* Start DATASET RECORDS *

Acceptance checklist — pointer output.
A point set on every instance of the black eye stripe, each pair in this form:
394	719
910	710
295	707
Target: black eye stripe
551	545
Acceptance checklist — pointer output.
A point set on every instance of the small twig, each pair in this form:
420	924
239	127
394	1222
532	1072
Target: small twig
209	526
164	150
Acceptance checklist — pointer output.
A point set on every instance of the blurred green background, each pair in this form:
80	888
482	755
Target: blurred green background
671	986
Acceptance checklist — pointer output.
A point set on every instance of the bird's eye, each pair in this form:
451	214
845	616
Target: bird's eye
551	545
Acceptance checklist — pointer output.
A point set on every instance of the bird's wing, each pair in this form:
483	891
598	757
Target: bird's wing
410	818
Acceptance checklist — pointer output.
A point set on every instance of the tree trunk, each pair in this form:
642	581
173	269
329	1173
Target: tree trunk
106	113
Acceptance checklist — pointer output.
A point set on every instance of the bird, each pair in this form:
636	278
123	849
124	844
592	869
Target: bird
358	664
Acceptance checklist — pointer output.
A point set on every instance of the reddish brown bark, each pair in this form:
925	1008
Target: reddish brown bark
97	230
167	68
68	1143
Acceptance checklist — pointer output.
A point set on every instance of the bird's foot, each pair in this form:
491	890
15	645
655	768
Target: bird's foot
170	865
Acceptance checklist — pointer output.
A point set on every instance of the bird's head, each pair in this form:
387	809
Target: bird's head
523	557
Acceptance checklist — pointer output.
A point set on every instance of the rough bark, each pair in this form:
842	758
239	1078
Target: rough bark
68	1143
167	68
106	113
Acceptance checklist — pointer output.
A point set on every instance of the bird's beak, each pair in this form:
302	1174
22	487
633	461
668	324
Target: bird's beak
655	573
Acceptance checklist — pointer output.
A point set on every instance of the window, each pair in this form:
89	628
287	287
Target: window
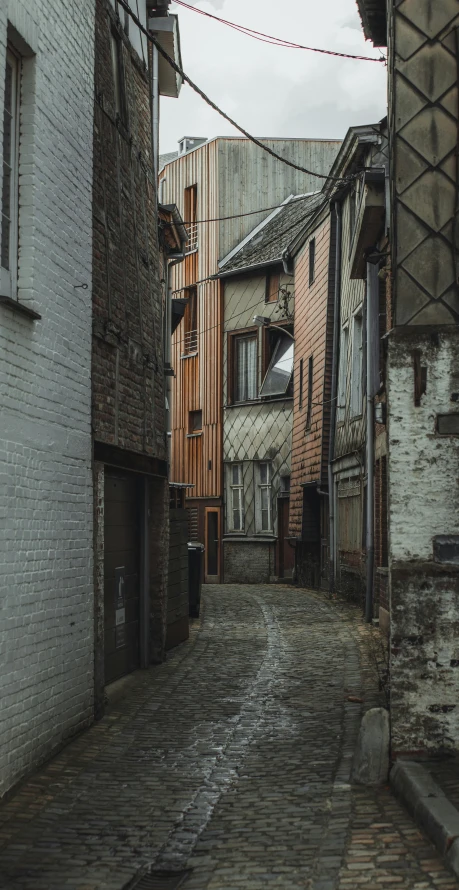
272	288
235	498
357	365
195	422
117	69
342	378
285	484
300	388
310	384
190	211
264	513
245	367
312	260
280	368
190	340
10	176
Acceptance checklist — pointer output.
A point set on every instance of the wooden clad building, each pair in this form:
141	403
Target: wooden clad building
209	180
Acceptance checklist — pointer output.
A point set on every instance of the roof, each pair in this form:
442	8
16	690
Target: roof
167	33
265	245
373	15
166	159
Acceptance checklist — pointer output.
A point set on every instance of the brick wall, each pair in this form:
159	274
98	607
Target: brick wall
127	368
311	314
46	573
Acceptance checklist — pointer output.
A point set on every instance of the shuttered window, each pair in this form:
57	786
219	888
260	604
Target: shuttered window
245	368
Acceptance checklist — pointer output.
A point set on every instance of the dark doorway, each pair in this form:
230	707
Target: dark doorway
121	573
286	553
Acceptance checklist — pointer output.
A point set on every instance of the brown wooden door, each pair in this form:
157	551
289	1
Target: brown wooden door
212	544
121	573
286	553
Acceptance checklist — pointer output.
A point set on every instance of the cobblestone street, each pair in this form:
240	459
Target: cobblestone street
233	760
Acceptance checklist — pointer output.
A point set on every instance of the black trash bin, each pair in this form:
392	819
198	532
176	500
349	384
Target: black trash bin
195	573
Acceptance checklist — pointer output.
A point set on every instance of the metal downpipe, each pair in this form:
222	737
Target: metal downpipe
336	328
372	283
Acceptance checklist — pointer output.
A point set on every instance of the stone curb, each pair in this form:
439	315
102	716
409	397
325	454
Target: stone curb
430	808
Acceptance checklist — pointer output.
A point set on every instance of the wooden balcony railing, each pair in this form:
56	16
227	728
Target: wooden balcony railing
190	343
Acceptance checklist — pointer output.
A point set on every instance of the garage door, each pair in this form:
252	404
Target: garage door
121	573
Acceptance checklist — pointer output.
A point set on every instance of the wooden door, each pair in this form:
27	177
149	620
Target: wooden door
212	544
286	553
121	573
324	542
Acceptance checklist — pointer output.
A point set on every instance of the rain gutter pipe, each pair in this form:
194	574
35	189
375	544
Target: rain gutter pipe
334	387
168	347
372	308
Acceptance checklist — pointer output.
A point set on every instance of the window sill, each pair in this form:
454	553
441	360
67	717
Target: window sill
19	307
265	538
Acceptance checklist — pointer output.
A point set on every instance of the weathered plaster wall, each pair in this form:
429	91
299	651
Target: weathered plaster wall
423	503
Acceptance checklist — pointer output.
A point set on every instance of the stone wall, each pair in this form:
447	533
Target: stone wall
423	500
248	562
46	571
127	369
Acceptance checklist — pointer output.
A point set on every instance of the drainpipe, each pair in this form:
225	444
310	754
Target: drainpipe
155	112
334	387
168	347
372	284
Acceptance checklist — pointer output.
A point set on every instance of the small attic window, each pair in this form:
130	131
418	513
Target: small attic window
280	369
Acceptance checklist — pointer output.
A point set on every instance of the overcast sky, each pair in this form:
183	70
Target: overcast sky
270	90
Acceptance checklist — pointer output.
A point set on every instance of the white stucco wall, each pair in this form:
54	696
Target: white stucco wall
46	586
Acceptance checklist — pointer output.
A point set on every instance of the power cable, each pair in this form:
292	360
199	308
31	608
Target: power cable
224	320
276	237
277	41
197	222
186	79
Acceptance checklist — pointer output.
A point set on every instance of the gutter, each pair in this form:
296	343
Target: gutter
334	387
244	269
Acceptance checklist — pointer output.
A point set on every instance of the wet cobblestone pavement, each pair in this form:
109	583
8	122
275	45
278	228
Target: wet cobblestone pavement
232	759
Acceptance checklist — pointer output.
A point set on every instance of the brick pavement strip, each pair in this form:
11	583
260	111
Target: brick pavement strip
233	759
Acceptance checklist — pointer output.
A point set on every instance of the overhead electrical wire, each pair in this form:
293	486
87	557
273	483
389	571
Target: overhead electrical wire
277	41
293	227
197	222
186	79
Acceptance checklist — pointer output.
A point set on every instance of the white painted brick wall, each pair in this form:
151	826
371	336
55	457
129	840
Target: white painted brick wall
423	467
46	571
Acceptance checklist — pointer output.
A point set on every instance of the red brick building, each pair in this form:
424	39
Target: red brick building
128	381
314	284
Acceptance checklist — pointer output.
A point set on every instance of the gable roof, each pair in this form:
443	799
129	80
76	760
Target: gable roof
265	245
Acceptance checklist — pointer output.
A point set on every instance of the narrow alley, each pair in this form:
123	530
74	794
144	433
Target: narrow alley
231	760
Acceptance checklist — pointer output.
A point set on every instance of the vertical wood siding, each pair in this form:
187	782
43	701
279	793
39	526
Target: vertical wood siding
198	381
233	176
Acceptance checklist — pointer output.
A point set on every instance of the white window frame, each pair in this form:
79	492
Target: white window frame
9	277
357	363
342	373
260	487
235	489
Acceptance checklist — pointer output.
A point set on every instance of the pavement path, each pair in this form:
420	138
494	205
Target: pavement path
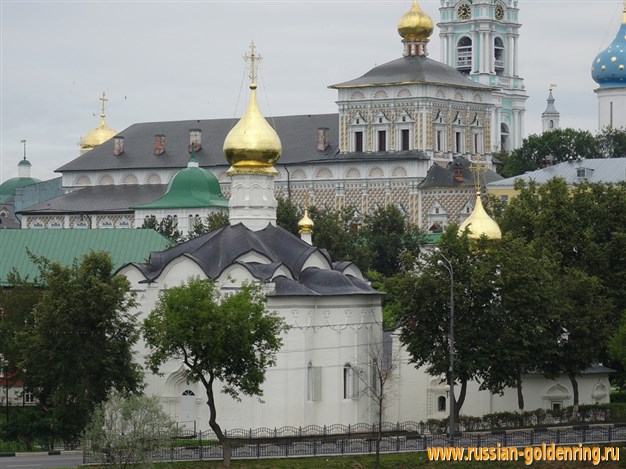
41	460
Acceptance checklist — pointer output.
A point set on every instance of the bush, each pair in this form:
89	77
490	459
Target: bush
127	430
470	424
29	426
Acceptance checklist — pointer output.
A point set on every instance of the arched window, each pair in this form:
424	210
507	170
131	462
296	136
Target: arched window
464	55
504	137
348	378
498	55
441	404
309	382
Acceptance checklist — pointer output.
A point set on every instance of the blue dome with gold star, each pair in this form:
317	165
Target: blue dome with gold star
608	68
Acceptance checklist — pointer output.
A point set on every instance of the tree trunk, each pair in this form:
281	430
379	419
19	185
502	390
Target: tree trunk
572	378
379	436
223	439
520	395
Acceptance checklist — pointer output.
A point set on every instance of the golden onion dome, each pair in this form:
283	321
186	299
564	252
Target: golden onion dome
97	136
479	223
252	144
415	25
306	224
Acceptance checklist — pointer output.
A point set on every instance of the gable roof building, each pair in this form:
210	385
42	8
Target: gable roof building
393	124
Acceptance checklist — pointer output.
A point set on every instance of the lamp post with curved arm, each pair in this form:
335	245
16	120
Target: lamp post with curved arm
447	264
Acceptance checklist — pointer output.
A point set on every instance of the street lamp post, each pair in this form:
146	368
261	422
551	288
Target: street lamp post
5	368
445	262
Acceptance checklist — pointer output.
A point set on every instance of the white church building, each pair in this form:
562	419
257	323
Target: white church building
334	315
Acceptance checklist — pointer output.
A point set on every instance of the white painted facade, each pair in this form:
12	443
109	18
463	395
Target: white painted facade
611	108
481	39
417	396
307	384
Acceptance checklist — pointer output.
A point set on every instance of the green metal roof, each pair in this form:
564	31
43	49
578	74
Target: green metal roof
431	238
64	246
8	187
191	187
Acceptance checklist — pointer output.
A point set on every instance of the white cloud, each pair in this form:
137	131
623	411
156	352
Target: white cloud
182	60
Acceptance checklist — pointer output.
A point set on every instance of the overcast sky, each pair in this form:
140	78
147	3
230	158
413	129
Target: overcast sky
178	60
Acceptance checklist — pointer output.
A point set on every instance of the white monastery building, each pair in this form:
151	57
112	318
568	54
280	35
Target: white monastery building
335	316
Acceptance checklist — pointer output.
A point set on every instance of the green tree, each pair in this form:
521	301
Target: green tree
425	300
288	215
230	339
553	146
128	429
389	237
17	302
337	231
582	327
583	230
79	346
523	303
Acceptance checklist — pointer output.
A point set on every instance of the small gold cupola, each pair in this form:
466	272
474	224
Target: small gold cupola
305	226
415	27
100	134
252	145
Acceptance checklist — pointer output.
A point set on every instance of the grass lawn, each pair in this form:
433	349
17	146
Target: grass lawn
389	461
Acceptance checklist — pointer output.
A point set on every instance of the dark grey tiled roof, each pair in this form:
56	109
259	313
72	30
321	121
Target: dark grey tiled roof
413	70
438	176
99	199
219	249
298	135
602	170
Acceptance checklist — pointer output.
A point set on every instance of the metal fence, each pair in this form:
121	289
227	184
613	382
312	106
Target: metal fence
361	439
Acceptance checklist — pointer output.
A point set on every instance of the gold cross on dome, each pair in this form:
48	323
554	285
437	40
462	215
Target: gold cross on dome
104	100
252	60
477	168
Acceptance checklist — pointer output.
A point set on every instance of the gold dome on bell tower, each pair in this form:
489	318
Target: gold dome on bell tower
252	145
415	25
100	134
479	223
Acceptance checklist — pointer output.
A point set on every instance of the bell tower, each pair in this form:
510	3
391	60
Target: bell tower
480	39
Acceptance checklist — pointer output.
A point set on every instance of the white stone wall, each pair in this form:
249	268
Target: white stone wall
416	393
611	108
328	332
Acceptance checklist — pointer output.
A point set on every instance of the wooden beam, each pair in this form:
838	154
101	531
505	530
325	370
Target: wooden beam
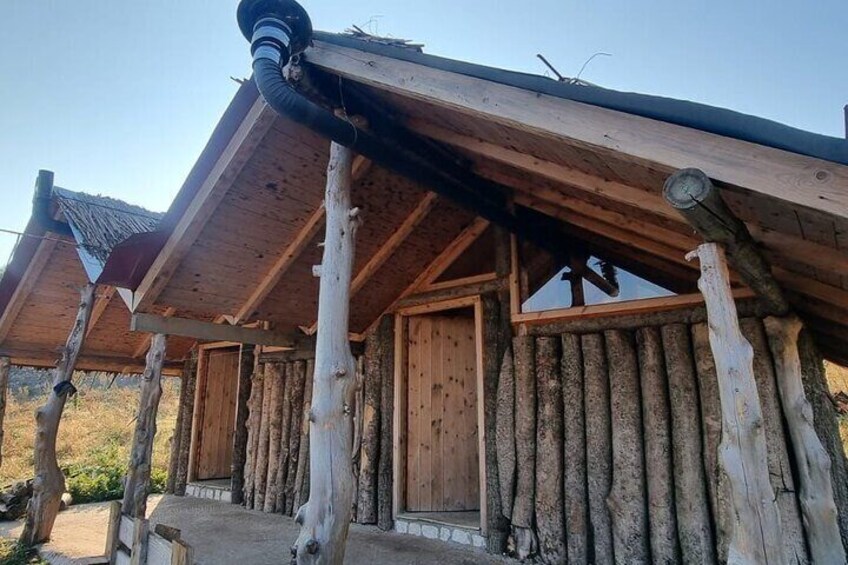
207	331
395	240
100	307
797	179
25	285
691	192
241	147
282	265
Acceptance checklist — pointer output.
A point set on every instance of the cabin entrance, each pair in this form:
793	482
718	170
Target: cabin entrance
215	413
442	448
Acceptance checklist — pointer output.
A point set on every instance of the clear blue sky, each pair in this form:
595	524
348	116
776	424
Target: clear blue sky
119	97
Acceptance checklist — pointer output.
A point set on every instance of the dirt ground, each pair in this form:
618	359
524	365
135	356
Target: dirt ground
223	534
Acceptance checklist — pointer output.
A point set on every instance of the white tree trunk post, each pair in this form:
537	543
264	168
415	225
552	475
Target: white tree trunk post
137	484
4	385
818	507
756	536
49	483
325	518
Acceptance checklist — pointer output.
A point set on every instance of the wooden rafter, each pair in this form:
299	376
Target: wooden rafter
794	178
241	147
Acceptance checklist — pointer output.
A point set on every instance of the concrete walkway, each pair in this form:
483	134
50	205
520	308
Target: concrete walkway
224	534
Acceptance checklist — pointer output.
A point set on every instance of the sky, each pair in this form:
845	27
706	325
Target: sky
119	98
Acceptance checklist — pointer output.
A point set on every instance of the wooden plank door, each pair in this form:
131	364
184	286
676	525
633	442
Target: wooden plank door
217	424
442	448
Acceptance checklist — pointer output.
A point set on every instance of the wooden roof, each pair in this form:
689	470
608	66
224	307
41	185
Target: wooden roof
244	238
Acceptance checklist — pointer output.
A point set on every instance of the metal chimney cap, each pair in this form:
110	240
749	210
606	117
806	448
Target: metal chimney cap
288	11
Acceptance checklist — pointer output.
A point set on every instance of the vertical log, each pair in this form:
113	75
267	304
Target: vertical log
325	519
49	482
574	441
189	385
717	484
777	446
756	534
294	437
247	362
549	483
626	499
813	462
658	449
826	423
301	481
281	468
260	479
505	434
4	385
387	400
690	491
254	418
525	442
279	389
598	446
137	483
366	506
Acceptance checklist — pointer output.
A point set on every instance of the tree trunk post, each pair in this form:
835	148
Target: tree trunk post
4	385
816	489
137	484
49	483
325	518
756	536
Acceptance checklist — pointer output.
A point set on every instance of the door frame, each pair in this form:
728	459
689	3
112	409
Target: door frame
203	351
400	398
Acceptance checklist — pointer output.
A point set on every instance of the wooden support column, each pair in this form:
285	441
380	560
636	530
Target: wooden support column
756	536
189	383
4	385
325	518
816	489
248	356
693	195
137	483
49	483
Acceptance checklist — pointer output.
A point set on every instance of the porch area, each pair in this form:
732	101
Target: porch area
222	534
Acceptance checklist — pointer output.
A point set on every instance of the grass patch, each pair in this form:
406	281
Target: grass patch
95	436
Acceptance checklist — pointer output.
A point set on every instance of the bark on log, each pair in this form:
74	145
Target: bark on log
574	441
294	437
248	357
691	192
369	452
812	460
254	418
659	469
49	482
505	434
779	466
626	499
279	389
550	524
4	385
598	446
137	483
756	534
717	485
525	443
301	481
325	519
826	423
261	472
690	492
281	469
387	399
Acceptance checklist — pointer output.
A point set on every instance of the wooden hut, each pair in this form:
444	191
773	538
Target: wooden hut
536	369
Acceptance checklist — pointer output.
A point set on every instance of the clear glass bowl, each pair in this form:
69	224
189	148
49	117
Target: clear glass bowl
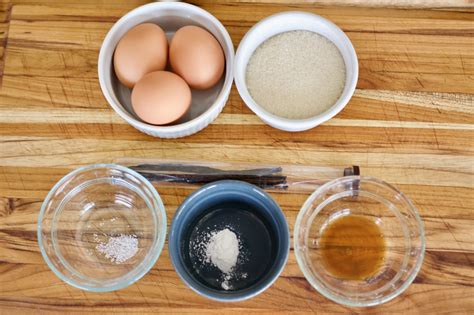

* End DATASET RECORDS *

## THE EXERCISE
Extract every line from the rows above that contains the string "facade".

## TASK OUTPUT
A point set on every instance of the white painted facade, each pair in this form:
Target: white painted facade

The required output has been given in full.